Goal:
Give all of the lines again exactly as they read.
══════
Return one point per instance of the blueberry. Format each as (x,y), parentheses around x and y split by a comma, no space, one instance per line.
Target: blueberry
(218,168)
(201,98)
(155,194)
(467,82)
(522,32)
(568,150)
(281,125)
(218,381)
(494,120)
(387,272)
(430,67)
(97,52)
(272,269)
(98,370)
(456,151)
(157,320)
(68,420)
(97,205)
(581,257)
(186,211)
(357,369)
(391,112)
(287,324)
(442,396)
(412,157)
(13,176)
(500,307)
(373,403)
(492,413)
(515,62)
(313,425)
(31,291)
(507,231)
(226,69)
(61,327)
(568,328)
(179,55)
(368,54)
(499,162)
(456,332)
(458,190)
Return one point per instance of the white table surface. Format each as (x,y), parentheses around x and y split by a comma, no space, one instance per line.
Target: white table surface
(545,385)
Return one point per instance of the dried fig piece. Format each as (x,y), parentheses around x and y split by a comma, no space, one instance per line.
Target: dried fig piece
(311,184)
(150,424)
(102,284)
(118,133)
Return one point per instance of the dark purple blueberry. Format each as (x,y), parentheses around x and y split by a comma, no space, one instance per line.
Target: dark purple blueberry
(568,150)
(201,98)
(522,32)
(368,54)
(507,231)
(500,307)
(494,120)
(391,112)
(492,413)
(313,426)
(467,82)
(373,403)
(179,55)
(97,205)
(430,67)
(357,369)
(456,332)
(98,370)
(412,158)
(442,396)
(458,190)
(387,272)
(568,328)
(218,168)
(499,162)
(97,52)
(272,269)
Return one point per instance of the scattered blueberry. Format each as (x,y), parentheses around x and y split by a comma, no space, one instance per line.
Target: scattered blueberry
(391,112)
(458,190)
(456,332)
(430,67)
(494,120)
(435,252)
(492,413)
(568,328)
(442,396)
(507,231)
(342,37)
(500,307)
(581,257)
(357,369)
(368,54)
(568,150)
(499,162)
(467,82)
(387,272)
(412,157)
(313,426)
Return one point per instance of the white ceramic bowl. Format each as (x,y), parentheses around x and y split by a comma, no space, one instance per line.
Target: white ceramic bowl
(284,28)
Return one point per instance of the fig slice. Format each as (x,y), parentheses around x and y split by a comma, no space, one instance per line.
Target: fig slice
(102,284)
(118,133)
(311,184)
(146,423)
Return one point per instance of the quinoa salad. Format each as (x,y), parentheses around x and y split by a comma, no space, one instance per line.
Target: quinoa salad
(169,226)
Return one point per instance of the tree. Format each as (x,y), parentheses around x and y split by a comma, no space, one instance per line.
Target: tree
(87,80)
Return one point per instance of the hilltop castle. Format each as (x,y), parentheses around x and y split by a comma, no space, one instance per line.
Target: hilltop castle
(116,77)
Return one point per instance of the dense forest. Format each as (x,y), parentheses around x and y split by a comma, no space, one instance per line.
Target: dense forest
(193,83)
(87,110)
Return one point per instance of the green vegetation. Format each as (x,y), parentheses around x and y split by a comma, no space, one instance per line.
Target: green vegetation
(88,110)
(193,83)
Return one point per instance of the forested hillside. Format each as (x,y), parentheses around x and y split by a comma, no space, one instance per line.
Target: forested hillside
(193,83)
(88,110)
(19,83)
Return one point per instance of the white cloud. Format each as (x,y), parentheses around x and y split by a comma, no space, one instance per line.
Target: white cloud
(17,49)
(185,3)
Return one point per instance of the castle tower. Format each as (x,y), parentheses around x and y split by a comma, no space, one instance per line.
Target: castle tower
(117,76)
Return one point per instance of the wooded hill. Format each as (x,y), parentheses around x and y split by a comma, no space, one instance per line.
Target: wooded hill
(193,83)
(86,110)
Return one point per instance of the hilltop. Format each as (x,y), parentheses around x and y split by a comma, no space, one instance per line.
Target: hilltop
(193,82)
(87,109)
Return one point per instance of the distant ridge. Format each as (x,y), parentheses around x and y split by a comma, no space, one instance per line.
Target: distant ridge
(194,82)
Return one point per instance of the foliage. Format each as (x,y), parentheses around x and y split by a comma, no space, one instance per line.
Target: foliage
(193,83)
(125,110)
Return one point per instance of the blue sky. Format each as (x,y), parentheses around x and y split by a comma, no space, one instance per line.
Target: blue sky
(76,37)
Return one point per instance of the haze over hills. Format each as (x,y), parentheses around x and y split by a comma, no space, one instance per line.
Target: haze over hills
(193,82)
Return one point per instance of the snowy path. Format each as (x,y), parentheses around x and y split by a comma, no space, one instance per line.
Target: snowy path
══════
Output below:
Return one point per instance of the blueberry. Format each as (x,y), parentheses around x and y split by a comma, no space, one instance per line.
Target: blueberry
(218,168)
(201,98)
(155,194)
(467,82)
(522,32)
(568,150)
(281,125)
(218,381)
(494,120)
(387,272)
(430,67)
(97,52)
(272,269)
(98,370)
(456,151)
(157,320)
(68,420)
(97,205)
(581,257)
(186,211)
(357,369)
(391,112)
(287,324)
(442,396)
(412,157)
(13,176)
(500,307)
(373,403)
(492,413)
(515,62)
(313,425)
(31,291)
(507,231)
(226,69)
(61,327)
(568,328)
(179,55)
(368,54)
(499,162)
(456,332)
(458,190)
Return one point per instance of the white table surface. Format each as (x,y), parentheses around x and y split by a comma, no space, one instance per line.
Target: white table surface
(545,385)
Return one point per instance of the dried fig piece. Format each as (x,y), parentheses around x and y split by a comma, no space, one instance per line.
Target: dried fig piece
(311,184)
(150,424)
(102,284)
(118,133)
Return one point per instance of the dark purple blueberry. Format each as (x,y), parentheses around x and y split by a comma, no space, one instance per line.
Target: dark purple blueberry
(568,150)
(201,98)
(522,32)
(368,54)
(507,231)
(500,307)
(494,120)
(391,112)
(492,413)
(313,426)
(467,82)
(373,403)
(179,55)
(97,205)
(430,67)
(357,369)
(456,332)
(98,370)
(412,158)
(442,396)
(458,190)
(387,272)
(568,328)
(218,168)
(499,162)
(97,52)
(272,269)
Return one point per instance of the scattered blueberry. Format each as (x,y), parentheses around x and y split by a comma, no space, one instance per line.
Target: scattered blueberry
(391,112)
(458,190)
(456,332)
(430,67)
(494,120)
(435,252)
(492,413)
(568,328)
(442,396)
(507,231)
(342,37)
(500,307)
(581,257)
(357,369)
(368,54)
(568,150)
(499,162)
(467,82)
(387,272)
(412,157)
(313,426)
Return one point per instance of the white ceramic bowl. Format each as (x,y), parentheses around x and y split by a comma, no space, one instance per line.
Target: white ceramic bowl
(284,28)
Return one point per instance of the fig slice. Format each as (x,y), parentheses around x and y split by a comma, no space, one instance per line.
Target: fig slice
(102,284)
(118,133)
(311,184)
(146,423)
Return one point per instance of the quinoa salad. Format each as (x,y), parentheses around x and y split by a comma, no space, one instance per line.
Target: quinoa salad
(169,226)
Return one point per instance of the tree. Format each as (x,y), parentheses around x and y split by a comma, no space, one instance per line.
Target: tree
(87,80)
Return one point per instance of the hilltop castle. Format each as (x,y), parentheses around x and y split by a comma, no space, one instance per line.
Target: hilltop castle
(116,77)
Return one point per instance of the dense forest. Format each as (x,y), parentheses around x and y split by a comma, no space, one instance per line.
Target: dense forest
(193,83)
(87,110)
Return one point per instance of the green vegetation. Format each as (x,y), parentheses around x and y split by a comma, no space, one instance per line.
Target: green vegetation
(88,110)
(193,83)
Return one point per instance of the forested hillside. Format each as (x,y), parentheses around x and y split by a comma, no space, one instance per line.
Target: forested hillside
(193,83)
(88,110)
(19,83)
Return one point per instance of the white cloud. Format each as (x,y), parentheses around x and y split by a comma, no space, one instance per line.
Target: white cloud
(17,49)
(185,3)
Return one point per instance of the castle tower. Format each as (x,y), parentheses around x and y split by a comma, no space, one instance per line.
Target: castle tower
(117,76)
Return one point per instance of the wooded hill. Format each as (x,y), parentheses around x and y split by a comma, no space, one instance per line.
Target: wooded hill
(193,83)
(86,110)
Return one point per instance of the hilltop. Format each as (x,y), parentheses around x and y split by a comma, no space, one instance per line.
Target: hilltop
(193,82)
(87,109)
Return one point per instance of the distant ridge. Format each as (x,y), parentheses around x and y split by a comma, no space, one instance per line.
Target: distant ridge
(194,82)
Return one point per instance of the foliage. Format each as (x,y), parentheses around x and y split by a comma, no space, one instance per line.
Target: foliage
(193,83)
(125,110)
Return one point per instance of the blue sky. Format each as (x,y), parentheses around x and y split by a comma, no space, one instance per line.
Target: blue sky
(76,37)
Return one point per instance of the haze over hills. Format each as (x,y), parentheses around x and y split by a comma, no space, one instance per line.
Target: haze over hills
(193,82)
Return one point per instance of the snowy path. Format each as (x,y), parentheses around x and y split by a comma, no space, one instance per line.
Target: snowy path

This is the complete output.